=== RECORDED INFORMATION ===
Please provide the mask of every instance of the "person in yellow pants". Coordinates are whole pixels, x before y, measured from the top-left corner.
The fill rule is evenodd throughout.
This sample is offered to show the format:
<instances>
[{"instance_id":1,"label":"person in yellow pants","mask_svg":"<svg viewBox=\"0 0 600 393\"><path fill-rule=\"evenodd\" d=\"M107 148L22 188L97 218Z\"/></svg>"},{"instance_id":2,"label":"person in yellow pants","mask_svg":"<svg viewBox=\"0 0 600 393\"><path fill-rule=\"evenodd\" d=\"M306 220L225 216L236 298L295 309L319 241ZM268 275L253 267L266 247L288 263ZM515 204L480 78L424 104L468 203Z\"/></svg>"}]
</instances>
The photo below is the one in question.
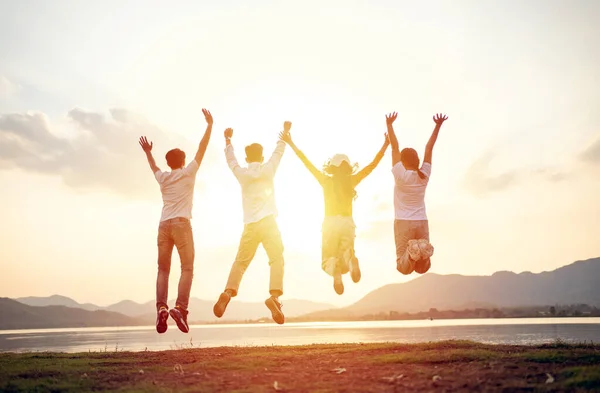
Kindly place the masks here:
<instances>
[{"instance_id":1,"label":"person in yellow pants","mask_svg":"<svg viewBox=\"0 0 600 393\"><path fill-rule=\"evenodd\" d=\"M292 123L283 124L283 133L288 133ZM265 305L278 324L283 324L285 317L281 310L279 297L283 295L283 242L277 226L277 207L273 178L279 167L285 150L285 143L277 142L271 158L263 164L263 147L258 143L246 146L247 167L242 167L234 154L231 138L233 130L225 130L225 157L227 164L242 187L242 207L244 210L244 232L225 291L213 307L213 313L221 318L232 297L237 296L242 276L254 259L258 246L262 243L271 268L269 293Z\"/></svg>"}]
</instances>

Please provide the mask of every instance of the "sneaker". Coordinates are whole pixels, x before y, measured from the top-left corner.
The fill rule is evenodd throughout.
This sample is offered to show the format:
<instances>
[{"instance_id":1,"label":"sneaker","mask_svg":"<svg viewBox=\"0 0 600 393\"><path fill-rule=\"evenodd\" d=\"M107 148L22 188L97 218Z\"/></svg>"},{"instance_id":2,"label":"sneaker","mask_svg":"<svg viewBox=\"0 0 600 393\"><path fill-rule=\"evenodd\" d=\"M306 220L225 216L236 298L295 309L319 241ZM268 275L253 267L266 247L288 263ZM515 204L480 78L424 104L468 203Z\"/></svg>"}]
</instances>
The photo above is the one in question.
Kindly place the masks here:
<instances>
[{"instance_id":1,"label":"sneaker","mask_svg":"<svg viewBox=\"0 0 600 393\"><path fill-rule=\"evenodd\" d=\"M179 307L172 308L169 311L171 318L175 320L177 323L177 327L184 333L188 333L190 331L190 327L187 324L187 311L181 310Z\"/></svg>"},{"instance_id":2,"label":"sneaker","mask_svg":"<svg viewBox=\"0 0 600 393\"><path fill-rule=\"evenodd\" d=\"M273 318L273 320L278 324L282 325L285 321L285 317L283 315L283 312L281 311L282 305L279 302L279 300L271 296L270 298L265 300L265 305L269 310L271 310L271 318Z\"/></svg>"},{"instance_id":3,"label":"sneaker","mask_svg":"<svg viewBox=\"0 0 600 393\"><path fill-rule=\"evenodd\" d=\"M431 258L433 255L433 246L427 239L419 239L419 251L421 252L421 258Z\"/></svg>"},{"instance_id":4,"label":"sneaker","mask_svg":"<svg viewBox=\"0 0 600 393\"><path fill-rule=\"evenodd\" d=\"M215 306L213 307L213 313L215 314L215 317L221 318L223 314L225 314L225 310L227 309L227 305L229 304L230 300L231 295L227 292L223 292L219 296L219 300L217 300Z\"/></svg>"},{"instance_id":5,"label":"sneaker","mask_svg":"<svg viewBox=\"0 0 600 393\"><path fill-rule=\"evenodd\" d=\"M352 257L350 260L350 277L352 277L352 281L359 282L360 281L360 267L358 266L358 258Z\"/></svg>"},{"instance_id":6,"label":"sneaker","mask_svg":"<svg viewBox=\"0 0 600 393\"><path fill-rule=\"evenodd\" d=\"M344 293L344 282L342 281L342 275L333 276L333 289L335 293L341 295Z\"/></svg>"},{"instance_id":7,"label":"sneaker","mask_svg":"<svg viewBox=\"0 0 600 393\"><path fill-rule=\"evenodd\" d=\"M156 331L160 334L167 331L169 325L167 320L169 319L169 310L166 307L161 307L156 313Z\"/></svg>"},{"instance_id":8,"label":"sneaker","mask_svg":"<svg viewBox=\"0 0 600 393\"><path fill-rule=\"evenodd\" d=\"M418 261L421 259L421 249L419 248L419 241L415 239L411 239L408 241L408 246L406 247L406 251L408 251L408 256L413 261Z\"/></svg>"}]
</instances>

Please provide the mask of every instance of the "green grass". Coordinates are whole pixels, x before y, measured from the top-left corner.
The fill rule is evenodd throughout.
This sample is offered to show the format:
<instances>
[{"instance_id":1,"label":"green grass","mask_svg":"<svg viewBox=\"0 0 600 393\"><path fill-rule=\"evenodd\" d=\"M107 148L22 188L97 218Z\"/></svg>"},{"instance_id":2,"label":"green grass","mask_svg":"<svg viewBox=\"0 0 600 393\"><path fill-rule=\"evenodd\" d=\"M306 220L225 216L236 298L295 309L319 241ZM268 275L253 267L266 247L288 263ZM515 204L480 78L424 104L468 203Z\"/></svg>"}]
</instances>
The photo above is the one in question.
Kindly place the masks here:
<instances>
[{"instance_id":1,"label":"green grass","mask_svg":"<svg viewBox=\"0 0 600 393\"><path fill-rule=\"evenodd\" d=\"M275 392L275 381L286 392L600 391L600 347L445 341L0 354L2 392Z\"/></svg>"}]
</instances>

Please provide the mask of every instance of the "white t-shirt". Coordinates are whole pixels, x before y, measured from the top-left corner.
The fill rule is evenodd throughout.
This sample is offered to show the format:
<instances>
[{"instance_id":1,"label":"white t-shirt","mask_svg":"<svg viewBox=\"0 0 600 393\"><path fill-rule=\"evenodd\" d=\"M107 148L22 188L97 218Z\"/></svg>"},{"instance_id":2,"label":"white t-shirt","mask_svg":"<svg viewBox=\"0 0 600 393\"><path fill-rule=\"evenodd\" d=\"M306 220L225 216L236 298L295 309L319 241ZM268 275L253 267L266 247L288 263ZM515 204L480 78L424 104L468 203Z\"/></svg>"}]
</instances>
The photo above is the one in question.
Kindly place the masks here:
<instances>
[{"instance_id":1,"label":"white t-shirt","mask_svg":"<svg viewBox=\"0 0 600 393\"><path fill-rule=\"evenodd\" d=\"M427 220L425 210L425 190L431 176L431 164L423 163L421 172L425 179L419 177L419 173L406 170L402 162L398 162L392 168L394 174L394 210L396 220Z\"/></svg>"},{"instance_id":2,"label":"white t-shirt","mask_svg":"<svg viewBox=\"0 0 600 393\"><path fill-rule=\"evenodd\" d=\"M269 161L265 164L252 162L243 168L235 158L233 146L225 147L227 165L242 186L244 224L258 222L265 217L277 217L273 178L285 151L285 142L278 141Z\"/></svg>"},{"instance_id":3,"label":"white t-shirt","mask_svg":"<svg viewBox=\"0 0 600 393\"><path fill-rule=\"evenodd\" d=\"M194 185L198 168L196 160L192 160L185 168L154 173L163 196L163 211L160 221L176 217L192 218Z\"/></svg>"}]
</instances>

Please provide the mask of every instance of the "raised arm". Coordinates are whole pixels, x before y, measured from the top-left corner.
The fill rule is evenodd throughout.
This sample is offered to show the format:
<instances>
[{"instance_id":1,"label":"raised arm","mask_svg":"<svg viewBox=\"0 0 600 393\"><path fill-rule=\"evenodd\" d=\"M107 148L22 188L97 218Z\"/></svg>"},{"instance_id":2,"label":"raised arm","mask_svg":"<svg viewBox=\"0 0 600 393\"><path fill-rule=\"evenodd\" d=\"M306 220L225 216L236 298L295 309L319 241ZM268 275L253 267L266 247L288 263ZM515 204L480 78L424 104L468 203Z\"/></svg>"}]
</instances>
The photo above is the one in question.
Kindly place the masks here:
<instances>
[{"instance_id":1,"label":"raised arm","mask_svg":"<svg viewBox=\"0 0 600 393\"><path fill-rule=\"evenodd\" d=\"M244 174L244 168L242 168L237 162L237 158L235 158L235 153L233 151L233 145L231 144L231 137L233 137L233 129L226 129L223 135L225 136L225 158L227 159L227 165L229 166L229 169L231 169L235 177L238 180L240 180L242 175Z\"/></svg>"},{"instance_id":2,"label":"raised arm","mask_svg":"<svg viewBox=\"0 0 600 393\"><path fill-rule=\"evenodd\" d=\"M283 131L280 133L289 133L292 128L292 123L290 121L283 122ZM283 157L283 152L285 151L285 143L279 139L277 141L277 145L275 146L275 150L273 150L273 154L271 154L271 158L263 165L263 173L268 174L268 176L275 176L275 172L277 172L277 168L279 167L279 163L281 162L281 157Z\"/></svg>"},{"instance_id":3,"label":"raised arm","mask_svg":"<svg viewBox=\"0 0 600 393\"><path fill-rule=\"evenodd\" d=\"M381 149L379 149L379 151L377 152L377 155L375 155L375 158L373 159L373 161L371 161L371 163L367 166L365 166L363 169L361 169L360 171L358 171L357 174L352 176L352 182L354 183L354 186L356 187L361 181L363 181L367 176L369 176L369 174L371 172L373 172L373 169L377 168L377 165L379 165L379 163L381 162L381 159L383 158L385 151L387 150L387 147L390 145L390 140L388 138L388 135L385 135L385 141L383 142L383 146L381 146Z\"/></svg>"},{"instance_id":4,"label":"raised arm","mask_svg":"<svg viewBox=\"0 0 600 393\"><path fill-rule=\"evenodd\" d=\"M294 141L292 141L292 135L289 133L289 131L282 132L281 134L279 134L279 139L287 143L292 148L292 150L294 151L294 153L296 153L300 161L302 161L306 169L308 169L308 171L312 173L312 175L315 177L315 179L317 179L319 184L323 184L323 180L325 180L325 175L323 174L323 172L319 171L312 164L312 162L308 160L308 158L306 158L306 156L304 155L304 153L302 153L302 151L300 151L300 149L298 149Z\"/></svg>"},{"instance_id":5,"label":"raised arm","mask_svg":"<svg viewBox=\"0 0 600 393\"><path fill-rule=\"evenodd\" d=\"M160 168L158 165L156 165L156 161L154 161L154 157L152 156L152 146L154 146L153 143L148 142L148 139L145 136L140 138L139 143L142 147L142 150L144 150L144 153L146 153L146 158L148 159L148 164L150 164L152 173L160 171Z\"/></svg>"},{"instance_id":6,"label":"raised arm","mask_svg":"<svg viewBox=\"0 0 600 393\"><path fill-rule=\"evenodd\" d=\"M431 137L429 137L429 141L425 146L425 157L423 158L423 162L428 162L431 164L431 156L433 155L433 146L435 146L435 141L437 141L437 136L440 132L440 128L442 128L442 124L444 121L448 120L448 116L443 115L441 113L433 116L433 121L435 122L435 128L431 133Z\"/></svg>"},{"instance_id":7,"label":"raised arm","mask_svg":"<svg viewBox=\"0 0 600 393\"><path fill-rule=\"evenodd\" d=\"M397 112L389 113L385 115L385 124L387 125L388 138L390 145L392 145L392 167L400 162L400 147L398 145L398 138L394 132L394 121L398 117Z\"/></svg>"},{"instance_id":8,"label":"raised arm","mask_svg":"<svg viewBox=\"0 0 600 393\"><path fill-rule=\"evenodd\" d=\"M202 109L202 113L204 114L204 118L206 119L206 131L204 131L204 136L198 145L198 151L196 152L196 156L194 160L198 163L198 166L202 163L202 159L204 158L204 153L206 153L206 148L208 147L208 142L210 141L210 134L212 132L212 114L207 109Z\"/></svg>"}]
</instances>

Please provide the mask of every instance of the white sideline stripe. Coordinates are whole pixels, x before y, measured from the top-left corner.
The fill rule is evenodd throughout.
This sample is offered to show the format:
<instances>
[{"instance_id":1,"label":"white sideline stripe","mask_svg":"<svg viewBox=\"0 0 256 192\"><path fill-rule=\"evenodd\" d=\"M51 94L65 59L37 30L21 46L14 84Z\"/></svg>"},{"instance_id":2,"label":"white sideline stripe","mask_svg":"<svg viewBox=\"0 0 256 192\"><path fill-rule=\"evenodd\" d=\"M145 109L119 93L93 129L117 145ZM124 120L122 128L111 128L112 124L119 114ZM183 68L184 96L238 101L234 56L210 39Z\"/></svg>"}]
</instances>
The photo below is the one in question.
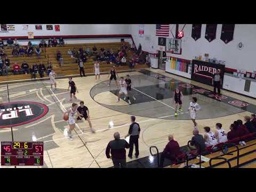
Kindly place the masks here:
<instances>
[{"instance_id":1,"label":"white sideline stripe","mask_svg":"<svg viewBox=\"0 0 256 192\"><path fill-rule=\"evenodd\" d=\"M60 100L59 99L59 98L56 96L56 95L55 94L55 93L53 92L53 91L52 91L52 90L51 89L51 91L52 92L52 94L53 94L53 95L54 95L54 97L56 98L56 99L57 99L58 101L60 103L60 105L61 105L61 107L62 107L63 109L64 109L65 111L67 111L67 109L66 109L65 107L63 106L62 103L61 103L61 102L60 102ZM84 132L81 130L81 129L80 129L80 127L79 127L78 125L77 125L76 123L75 124L76 125L76 126L77 127L77 128L78 128L79 130L81 131L81 132L82 133L84 133Z\"/></svg>"},{"instance_id":2,"label":"white sideline stripe","mask_svg":"<svg viewBox=\"0 0 256 192\"><path fill-rule=\"evenodd\" d=\"M178 115L180 115L180 114L178 114ZM168 117L171 117L171 116L175 116L175 114L170 115L167 115L167 116L163 116L163 117L158 117L158 118L150 118L150 119L147 119L147 120L141 121L140 121L140 122L138 122L137 123L142 123L147 122L148 122L148 121L154 121L154 120L158 119L162 119L162 118L163 118ZM115 127L113 127L107 128L107 129L101 129L101 130L96 130L95 132L100 132L100 131L106 131L106 130L110 130L110 129L112 129L122 127L125 126L129 126L129 125L130 125L130 124L124 124L124 125L119 125L119 126L115 126ZM73 135L73 137L76 137L76 136L79 136L79 135L84 135L84 134L90 134L90 133L91 133L91 134L94 134L94 133L92 133L91 132L83 133L81 133L81 134L77 134L77 135ZM53 139L53 140L49 140L49 141L44 141L44 142L46 143L46 142L52 142L52 141L57 141L57 140L60 140L60 139L67 139L67 137L64 137L60 138L58 138L58 139Z\"/></svg>"},{"instance_id":3,"label":"white sideline stripe","mask_svg":"<svg viewBox=\"0 0 256 192\"><path fill-rule=\"evenodd\" d=\"M158 100L157 99L155 99L155 98L153 98L153 97L151 97L151 96L150 96L150 95L148 95L148 94L146 94L146 93L143 93L143 92L141 92L141 91L139 91L139 90L137 90L137 89L135 89L135 88L132 88L132 89L134 89L134 90L136 90L136 91L139 92L140 93L142 93L142 94L145 94L145 95L147 95L147 96L148 96L148 97L149 97L149 98L151 98L151 99L153 99L155 100L156 101L158 101L159 102L161 102L161 103L164 104L164 105L165 105L165 106L167 106L167 107L169 107L171 108L172 109L175 110L175 108L173 108L173 107L172 107L172 106L169 106L169 105L167 105L167 104L166 104L166 103L164 103L164 102L162 102L162 101L160 101L159 100ZM179 110L178 110L178 109L177 109L177 111L179 111L179 112L180 112L180 113L181 113L181 114L183 114L184 113L183 113L183 112L181 112L181 111L179 111Z\"/></svg>"}]
</instances>

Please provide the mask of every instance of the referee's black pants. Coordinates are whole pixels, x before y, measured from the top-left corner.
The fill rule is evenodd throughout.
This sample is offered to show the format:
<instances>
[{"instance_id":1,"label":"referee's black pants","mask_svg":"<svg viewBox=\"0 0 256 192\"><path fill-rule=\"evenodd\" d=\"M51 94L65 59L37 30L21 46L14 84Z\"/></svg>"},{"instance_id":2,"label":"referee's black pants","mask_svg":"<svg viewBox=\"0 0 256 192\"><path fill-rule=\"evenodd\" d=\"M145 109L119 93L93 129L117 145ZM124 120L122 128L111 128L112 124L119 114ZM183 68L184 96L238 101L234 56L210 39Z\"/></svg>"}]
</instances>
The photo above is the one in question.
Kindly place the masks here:
<instances>
[{"instance_id":1,"label":"referee's black pants","mask_svg":"<svg viewBox=\"0 0 256 192\"><path fill-rule=\"evenodd\" d=\"M79 68L80 69L80 76L82 77L82 73L83 73L83 75L84 75L84 77L85 77L85 75L84 74L84 69L83 67L79 67Z\"/></svg>"},{"instance_id":2,"label":"referee's black pants","mask_svg":"<svg viewBox=\"0 0 256 192\"><path fill-rule=\"evenodd\" d=\"M129 156L132 156L133 152L133 145L135 145L135 156L139 155L139 135L131 135L130 136L130 150Z\"/></svg>"},{"instance_id":3,"label":"referee's black pants","mask_svg":"<svg viewBox=\"0 0 256 192\"><path fill-rule=\"evenodd\" d=\"M213 81L213 92L216 94L216 88L218 89L218 94L220 95L220 82Z\"/></svg>"}]
</instances>

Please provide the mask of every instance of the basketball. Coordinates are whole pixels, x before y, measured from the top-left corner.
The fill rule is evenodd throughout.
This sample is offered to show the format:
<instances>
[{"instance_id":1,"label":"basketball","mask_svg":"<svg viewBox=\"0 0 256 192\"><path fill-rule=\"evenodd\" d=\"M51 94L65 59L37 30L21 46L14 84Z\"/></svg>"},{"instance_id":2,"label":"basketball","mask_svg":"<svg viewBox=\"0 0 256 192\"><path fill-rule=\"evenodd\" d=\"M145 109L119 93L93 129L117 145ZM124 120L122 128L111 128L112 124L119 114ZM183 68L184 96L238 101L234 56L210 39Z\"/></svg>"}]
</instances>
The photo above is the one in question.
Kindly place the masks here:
===
> **TASK PROMPT**
Copy out the data word for word, from the line containing "Please provide the mask of every instance of the basketball." through the end of the data, inclusive.

> **FINISHED EXERCISE**
Please provide the mask of every instance of the basketball. Coordinates are whole pixels, x before y, measured from the top-left corner.
The fill rule is evenodd throughout.
This sample is offered to show the format:
<instances>
[{"instance_id":1,"label":"basketball","mask_svg":"<svg viewBox=\"0 0 256 192\"><path fill-rule=\"evenodd\" d=\"M51 94L65 59L37 30L21 46L14 84Z\"/></svg>"},{"instance_id":2,"label":"basketball","mask_svg":"<svg viewBox=\"0 0 256 192\"><path fill-rule=\"evenodd\" d=\"M145 109L119 93L93 129L117 145ZM124 120L122 128L111 128L112 124L119 114ZM183 68L184 96L238 101L234 56L210 39Z\"/></svg>"}]
</instances>
The photo above is the one in question.
Kindly place the masks here:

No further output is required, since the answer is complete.